======== DATASET ROWS

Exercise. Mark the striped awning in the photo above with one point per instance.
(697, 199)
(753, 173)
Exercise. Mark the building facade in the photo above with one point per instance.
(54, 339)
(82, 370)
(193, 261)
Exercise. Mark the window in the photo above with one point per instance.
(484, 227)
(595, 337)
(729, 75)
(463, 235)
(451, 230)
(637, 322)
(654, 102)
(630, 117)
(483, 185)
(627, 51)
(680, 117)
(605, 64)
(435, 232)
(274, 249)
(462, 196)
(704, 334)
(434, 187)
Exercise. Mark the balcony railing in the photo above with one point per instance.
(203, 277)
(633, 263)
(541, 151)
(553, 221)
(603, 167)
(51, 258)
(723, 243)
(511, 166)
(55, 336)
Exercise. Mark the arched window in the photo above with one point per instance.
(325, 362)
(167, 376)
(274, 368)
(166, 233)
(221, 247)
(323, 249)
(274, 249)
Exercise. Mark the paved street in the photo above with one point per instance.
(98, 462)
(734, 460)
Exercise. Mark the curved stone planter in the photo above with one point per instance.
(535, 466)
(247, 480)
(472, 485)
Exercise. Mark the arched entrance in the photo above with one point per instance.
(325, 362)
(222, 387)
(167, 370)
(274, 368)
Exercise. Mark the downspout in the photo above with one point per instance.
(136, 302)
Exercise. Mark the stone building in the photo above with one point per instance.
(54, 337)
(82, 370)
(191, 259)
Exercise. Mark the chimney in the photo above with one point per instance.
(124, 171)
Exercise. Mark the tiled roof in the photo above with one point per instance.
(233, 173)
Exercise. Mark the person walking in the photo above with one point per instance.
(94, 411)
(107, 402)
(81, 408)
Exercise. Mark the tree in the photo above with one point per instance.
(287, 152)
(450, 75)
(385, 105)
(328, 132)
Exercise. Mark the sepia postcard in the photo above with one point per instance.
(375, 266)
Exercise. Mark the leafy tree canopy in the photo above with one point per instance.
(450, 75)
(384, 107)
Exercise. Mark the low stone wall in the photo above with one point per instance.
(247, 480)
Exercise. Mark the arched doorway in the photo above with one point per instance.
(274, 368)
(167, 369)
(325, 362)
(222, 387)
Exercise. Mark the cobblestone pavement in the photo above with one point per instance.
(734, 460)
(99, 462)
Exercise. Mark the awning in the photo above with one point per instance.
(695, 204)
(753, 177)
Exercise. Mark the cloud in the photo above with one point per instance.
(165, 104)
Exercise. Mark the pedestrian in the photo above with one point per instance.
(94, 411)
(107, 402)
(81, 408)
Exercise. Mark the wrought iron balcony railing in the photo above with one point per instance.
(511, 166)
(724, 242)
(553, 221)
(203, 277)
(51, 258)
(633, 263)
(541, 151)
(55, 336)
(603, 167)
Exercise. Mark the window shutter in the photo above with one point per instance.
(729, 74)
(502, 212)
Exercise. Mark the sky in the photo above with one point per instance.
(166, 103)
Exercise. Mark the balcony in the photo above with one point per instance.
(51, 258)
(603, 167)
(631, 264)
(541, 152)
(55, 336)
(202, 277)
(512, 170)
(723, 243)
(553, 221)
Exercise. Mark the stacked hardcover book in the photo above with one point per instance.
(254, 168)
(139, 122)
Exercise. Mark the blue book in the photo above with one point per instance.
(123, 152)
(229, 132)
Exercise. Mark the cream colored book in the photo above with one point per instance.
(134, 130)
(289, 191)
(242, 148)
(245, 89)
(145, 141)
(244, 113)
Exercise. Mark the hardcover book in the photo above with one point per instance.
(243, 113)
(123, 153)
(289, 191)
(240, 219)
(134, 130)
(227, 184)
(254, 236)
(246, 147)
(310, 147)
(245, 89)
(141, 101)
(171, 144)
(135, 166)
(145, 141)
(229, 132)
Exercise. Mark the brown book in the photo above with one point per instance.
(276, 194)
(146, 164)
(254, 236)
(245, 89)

================

* PROMPT:
Put each line of the records above into a Markdown table with two columns, Row and Line. Number the rows in order and skip any blank lines.

* THE SOLUTION:
| Row | Line |
|---|---|
| 1 | Exercise. Mark the striped awning in the photo above with one point per instance. |
| 2 | (697, 199) |
| 3 | (753, 173) |
| 4 | Exercise. Mark the building facade in the photo above with one point per instance. |
| 5 | (54, 339) |
| 6 | (82, 370) |
| 7 | (193, 261) |
| 8 | Exercise. Mark the window in the photo above with one point per instance. |
| 9 | (484, 227) |
| 10 | (595, 337) |
| 11 | (729, 75) |
| 12 | (463, 235) |
| 13 | (451, 230) |
| 14 | (637, 322) |
| 15 | (654, 102) |
| 16 | (630, 117) |
| 17 | (483, 185) |
| 18 | (627, 51) |
| 19 | (680, 117) |
| 20 | (605, 64) |
| 21 | (435, 232) |
| 22 | (274, 249) |
| 23 | (462, 196) |
| 24 | (704, 334) |
| 25 | (434, 187) |
| 26 | Exercise. Mark the balcony railing in the photo above with one point per instance. |
| 27 | (203, 277) |
| 28 | (633, 263) |
| 29 | (541, 151) |
| 30 | (553, 221) |
| 31 | (603, 167) |
| 32 | (51, 258) |
| 33 | (723, 243) |
| 34 | (511, 166) |
| 35 | (55, 336) |
| 36 | Exercise. Mark the arched window in the photo above with one point per instance. |
| 37 | (325, 362) |
| 38 | (167, 376) |
| 39 | (274, 368) |
| 40 | (166, 233) |
| 41 | (221, 247) |
| 42 | (323, 249) |
| 43 | (274, 249) |
| 44 | Exercise. Mark the paved street in the photo above with one point per instance. |
| 45 | (98, 462) |
| 46 | (734, 460) |
| 47 | Exercise. Mark the curved stone planter in the photo above with one point per instance. |
| 48 | (535, 466) |
| 49 | (247, 480) |
| 50 | (472, 485) |
| 51 | Exercise. Mark the arched entrance in the photo above with one point per instance. |
| 52 | (325, 362) |
| 53 | (222, 387) |
| 54 | (167, 370) |
| 55 | (274, 368) |
| 56 | Exercise. Mark the downspout in the photo above with one point per instance. |
| 57 | (136, 302) |
| 58 | Exercise. Mark the stone building in the photo above with one point per instance. |
| 59 | (54, 337) |
| 60 | (82, 370) |
| 61 | (191, 259) |
| 62 | Exercise. Mark the chimney in the photo above with one point per instance. |
| 63 | (124, 171) |
| 64 | Exercise. Mark the tiled roof in the photo above with one point per instance. |
| 65 | (233, 173) |
| 66 | Exercise. Mark the person walking in the photo above with one point per instance. |
| 67 | (94, 411) |
| 68 | (107, 402) |
| 69 | (81, 408) |
| 70 | Exercise. Mark the tree in the photo above with one point per instance. |
| 71 | (287, 152) |
| 72 | (450, 75) |
| 73 | (385, 105) |
| 74 | (328, 132) |
| 75 | Exercise. Mark the sepia postcard in the photo above with one point per instance. |
| 76 | (375, 266) |
| 77 | Exercise. Mark the leafy tree canopy in the photo above with one point per instance. |
| 78 | (450, 75) |
| 79 | (384, 107) |
| 80 | Exercise. Mark the low stone wall in the photo above with one point per instance. |
| 81 | (247, 480) |
| 82 | Exercise. Mark the arched doorway in the photo above with one point per instance. |
| 83 | (274, 368) |
| 84 | (167, 369) |
| 85 | (325, 362) |
| 86 | (222, 387) |
| 87 | Exercise. Mark the cobblestone pavement in the photo above with one point per instance. |
| 88 | (734, 460) |
| 89 | (99, 462) |
| 90 | Exercise. Mark the awning in the photo above with one point per instance. |
| 91 | (695, 204) |
| 92 | (753, 177) |
| 93 | Exercise. Mark the cloud in the photo above with one point per instance. |
| 94 | (165, 104) |
| 95 | Exercise. Mark the pedestrian in the photo above with one point per instance. |
| 96 | (94, 411) |
| 97 | (107, 402) |
| 98 | (81, 408) |
| 99 | Exercise. Mark the wrought iron balcony railing in the photo above with one point per instance. |
| 100 | (511, 166) |
| 101 | (724, 242) |
| 102 | (553, 221) |
| 103 | (203, 277) |
| 104 | (51, 258) |
| 105 | (633, 263) |
| 106 | (541, 151) |
| 107 | (55, 336) |
| 108 | (603, 167) |
| 109 | Exercise. Mark the window shutter in the photo above with one point per instance. |
| 110 | (729, 74) |
| 111 | (502, 212) |
| 112 | Exercise. Mark the sky in the photo above with one point per instance. |
| 113 | (166, 103) |
| 114 | Exercise. Mark the balcony in the photo above with one point per instance. |
| 115 | (51, 258) |
| 116 | (603, 167) |
| 117 | (631, 264) |
| 118 | (541, 152) |
| 119 | (55, 336) |
| 120 | (202, 277) |
| 121 | (512, 170) |
| 122 | (723, 243) |
| 123 | (553, 221) |
| 124 | Exercise. Mark the stacked hardcover book in the photo above with one point per instance. |
| 125 | (254, 168) |
| 126 | (139, 122) |
| 127 | Exercise. Mark the blue book in the photo above with one point per instance. |
| 128 | (123, 152) |
| 129 | (229, 132) |
| 130 | Exercise. Mark the cream colored book in the photo above with one point per instance. |
| 131 | (134, 130) |
| 132 | (289, 191) |
| 133 | (242, 148) |
| 134 | (245, 89) |
| 135 | (145, 141) |
| 136 | (244, 113) |
| 137 | Exercise. Mark the hardcover book in the photo above with one point per instance. |
| 138 | (243, 113) |
| 139 | (123, 153) |
| 140 | (289, 191) |
| 141 | (240, 219) |
| 142 | (134, 130) |
| 143 | (227, 184) |
| 144 | (254, 236) |
| 145 | (246, 147) |
| 146 | (310, 147) |
| 147 | (245, 89) |
| 148 | (141, 101) |
| 149 | (171, 144) |
| 150 | (135, 166) |
| 151 | (145, 141) |
| 152 | (229, 132) |
| 153 | Exercise. Mark the brown book in the photo above with one point per instance. |
| 154 | (276, 194) |
| 155 | (146, 164) |
| 156 | (254, 236) |
| 157 | (245, 89) |